--- start of EXTRACTED TEXT ---
Wikidata/Development/RDF

This is an archived version of this page, as edited by Denny Vrandečić (WMDE) (talk | contribs) at 20:32, 3 August 2012 (To do). It may differ significantly from the current version.

This note both motivates and specifies the RDF export of Wikidata.

General notes

The more you are familiar with the following topics the easier will it be for you to understand this note. If you cannot follow a part, feel free to use the references given here.

Furthermore, throughout this note we will not use the URIs that will be used in the system later on, but rather suggestive and convenient URIs that help to follow the argumentation in this note. There exists a separate note on the Wikidata URI scheme. The namespaces used in this note are listed at the bottom of the page.

Motivation

Example

For the following discussion, we introduce two statements with the same item and property, the first with two, the second with one qualifier:

Berlin


Population3,499,879[no sources]
as of November 30, 2012
Method Extrapolation
8,000[1 source]
as of 15th century

Ground triples

The simplest possible way to represent the first statement would be the following triple:

w:Berlin p:Population "3499879"^^xsd:int .

We will call this triple the ground triple of the first example statement. The ground triple completely omits the qualifiers, which in case of the first example does not seem too bad. But the second statement is giving the population of Berlin as 8,000 in the 15th century. This would lead to the following ground triple:

w:Berlin p:Population "8000"^^xsd:int .

If this ground triple was given too, Berlin would be in the result set when querying for cities with less than 10,000 inhabitants, which does not sound desirable.

Statements with qualifiers

Instead, we need to represent the statement including the qualifiers. Recommendations on how to represent this kind of data is given by the Semantic Web Best Practice note on Defining N-ary Relations on the Semantic Web. In the following we follow their recommendation.

We have to introduce an intermediary node to represent the statement as such, and connect it to the item and the value. The following triples represent the claim from the first statement.

w:Berlin s:Population Berlin:Statement1 .
Berlin:Statement1 rdf:type o:Statement .
Berlin:Statement1 v:Population "3499879"^^xsd:int .
Berlin:Statement1 q:As_of "30-11-2011"^^xsd:date .
Berlin:Statement1 q:Method w:Extrapolation .
Berlin:Statement1 rdf:label "3,499,879 (As of Nov 30, 2011, Method Extrapolation)"^en .

Note that we introduced two new properties, s:Population and v:Population instead of the original p:Population property (mind the namespaces). The original property, in the p: namespace, is a datatype property that connects items directly with an integer value (i.e. the ___domain is item). The s: property, on the other hand, is an object property connecting the item with the statement about it.

For the same reason we introduced the q: properties for qualifiers, connecting a statement node with the value of the qualifier.

A user of the data could easily get the ground triple, either by adding an OWL2 axiom stating that p:Population is derived from the property chain of s:Population and v:Population, or by using a SPARQL construct query with the same effect.

One additional feature in order to support Semantic Web browsers is to give the statement a label that corresponds to a human-serialized form of the value including the qualifiers. The label would be exported in all available languages. This enables Semantic Web browsers to display the first triple in the above serialization in a useful way for the viewer of the data. We tested it with Marbles and the OpenLink Date Explorer.
--- end of EXTRACTED TEXT ---
§ **WHAT IS ASKED**: In the Wikidata RDF note above, list every predicate used in the block of triples that starts with "w:Berlin s:Population Berlin:Statement1 .".
--- start of GIVEN DATA ---
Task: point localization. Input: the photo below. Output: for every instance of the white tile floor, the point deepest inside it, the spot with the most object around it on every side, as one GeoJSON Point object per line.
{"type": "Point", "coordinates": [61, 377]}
--- end of GIVEN DATA ---
§ **FINAL ANSWER**: The predicates in that block are s:Population, rdf:type, v:Population, q:As_of, q:Method, and rdf:label.